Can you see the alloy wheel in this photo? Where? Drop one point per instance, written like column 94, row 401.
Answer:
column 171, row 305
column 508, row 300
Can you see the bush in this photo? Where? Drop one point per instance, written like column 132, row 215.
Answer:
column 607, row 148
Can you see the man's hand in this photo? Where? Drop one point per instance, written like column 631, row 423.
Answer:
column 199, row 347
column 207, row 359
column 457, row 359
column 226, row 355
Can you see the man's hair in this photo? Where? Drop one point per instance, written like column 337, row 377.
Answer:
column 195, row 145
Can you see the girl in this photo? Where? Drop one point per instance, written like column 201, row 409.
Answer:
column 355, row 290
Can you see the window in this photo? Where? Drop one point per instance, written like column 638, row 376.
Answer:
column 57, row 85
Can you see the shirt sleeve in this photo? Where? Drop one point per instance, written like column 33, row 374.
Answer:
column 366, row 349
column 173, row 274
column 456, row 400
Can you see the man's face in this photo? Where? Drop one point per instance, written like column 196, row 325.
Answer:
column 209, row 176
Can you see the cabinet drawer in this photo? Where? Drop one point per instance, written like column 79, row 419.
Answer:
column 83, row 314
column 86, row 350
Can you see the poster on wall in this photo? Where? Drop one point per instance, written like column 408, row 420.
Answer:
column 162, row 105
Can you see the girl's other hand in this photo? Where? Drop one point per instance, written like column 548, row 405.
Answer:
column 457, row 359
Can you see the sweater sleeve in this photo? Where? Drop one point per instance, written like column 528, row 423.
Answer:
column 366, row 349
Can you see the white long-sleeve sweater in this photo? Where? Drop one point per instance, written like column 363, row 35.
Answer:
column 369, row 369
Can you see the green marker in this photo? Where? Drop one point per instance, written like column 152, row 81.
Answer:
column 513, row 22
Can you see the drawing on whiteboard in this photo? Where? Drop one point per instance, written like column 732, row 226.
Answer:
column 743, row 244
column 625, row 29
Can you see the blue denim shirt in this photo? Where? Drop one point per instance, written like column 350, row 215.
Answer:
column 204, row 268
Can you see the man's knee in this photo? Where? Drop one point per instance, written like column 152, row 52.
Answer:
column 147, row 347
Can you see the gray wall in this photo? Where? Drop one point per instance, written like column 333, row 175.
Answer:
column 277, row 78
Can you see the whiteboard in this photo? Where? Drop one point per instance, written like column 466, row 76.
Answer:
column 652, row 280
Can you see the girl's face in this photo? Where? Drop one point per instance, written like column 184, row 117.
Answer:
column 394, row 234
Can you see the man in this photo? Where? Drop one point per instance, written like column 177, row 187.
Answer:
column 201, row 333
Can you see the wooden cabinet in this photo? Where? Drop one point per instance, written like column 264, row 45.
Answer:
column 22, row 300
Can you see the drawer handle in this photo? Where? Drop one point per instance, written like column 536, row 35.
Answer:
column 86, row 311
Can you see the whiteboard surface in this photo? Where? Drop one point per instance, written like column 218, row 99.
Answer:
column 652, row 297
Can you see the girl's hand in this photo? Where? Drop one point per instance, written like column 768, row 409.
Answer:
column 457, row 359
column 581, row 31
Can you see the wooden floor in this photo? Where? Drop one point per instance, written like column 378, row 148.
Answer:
-*-
● Task directions
A word-for-word copy of the full listing is required.

● Exercise result
Can you see the alloy wheel in this photo? Where? Drop one point per instance, written like column 94, row 401.
Answer:
column 171, row 305
column 508, row 300
Can you see the bush in this photo? Where? Drop one point per instance, written like column 132, row 215.
Answer:
column 607, row 148
Can you see the man's hand in this photo? Where? Drop one point per instance, written like column 631, row 423.
Answer:
column 199, row 347
column 207, row 359
column 457, row 359
column 226, row 355
Can you see the man's hair in this photo? Where? Drop one point per instance, written like column 337, row 377.
Answer:
column 195, row 145
Can you see the girl in this photo? Where? Drop one point per instance, written like column 201, row 409.
Answer:
column 355, row 290
Can you see the window in this photo? Where? Drop one point per instance, written like column 638, row 376.
Answer:
column 57, row 85
Can you see the shirt sleeve in this photo? Where? Drop one point per instance, written like column 33, row 374.
Answer:
column 366, row 349
column 173, row 274
column 456, row 400
Can you see the man's face in this photo? Where? Drop one point per instance, written like column 196, row 325.
Answer:
column 209, row 176
Can you see the cabinet drawer in this photo? Where? Drop one point per instance, written like column 79, row 419.
Answer:
column 83, row 314
column 86, row 350
Can you see the poster on wall in this photo? Where? Drop one point per instance, written like column 408, row 420.
Answer:
column 162, row 105
Can you see the girl's other hand in this photo? Where? Drop one point per instance, written like column 548, row 405.
Answer:
column 457, row 359
Can you see the sweater sleeve in this photo? Where? Drop one point per instance, written like column 528, row 423.
Answer:
column 366, row 349
Can you see the white long-sleeve sweater in this photo? Where? Drop one point per instance, written like column 363, row 35.
Answer:
column 369, row 369
Can you see the green marker in this photo? Where? Drop one point per instance, written like column 152, row 81.
Answer:
column 513, row 22
Can you see the drawing on whiteboard in this photo? Where? Drop one point per instance, written like column 732, row 226.
Answer:
column 743, row 244
column 625, row 29
Can you see the blue denim shirt in this photo? Where? Drop one point per instance, written like column 350, row 215.
Answer:
column 204, row 268
Can you see the man's knee in this photo? Where? Drop one point per instance, written like column 152, row 52.
Answer:
column 147, row 347
Can you see the gray wall in this photo? Where? Drop one point per instance, written like column 333, row 175.
Answer:
column 277, row 78
Can you see the whiteboard in this photo? Where? Drop one point per instance, written like column 466, row 76.
Answer:
column 652, row 280
Can you see the girl's face in this photo? Where? Drop one point per instance, written like column 184, row 117.
Answer:
column 394, row 234
Can you see the man in this photo? Where? Drop one point per instance, written like column 177, row 187.
Answer:
column 201, row 333
Can you see the wooden cabinet in this photo? Where? Drop one point per instance, written like column 264, row 45.
Answer:
column 22, row 300
Can you see the drawer handle in this photo? Where? Drop one point per instance, written like column 536, row 35.
Answer:
column 86, row 311
Can you see the whiteboard surface in this photo? Where? Drop one point per instance, written like column 218, row 99.
Answer:
column 652, row 297
Can you see the girl's hand in this photo? Where? Drop one point per instance, written like column 768, row 409.
Answer:
column 457, row 359
column 581, row 31
Can you see the wooden floor in this photo? Where? Drop one point per instance, written like column 378, row 148.
Answer:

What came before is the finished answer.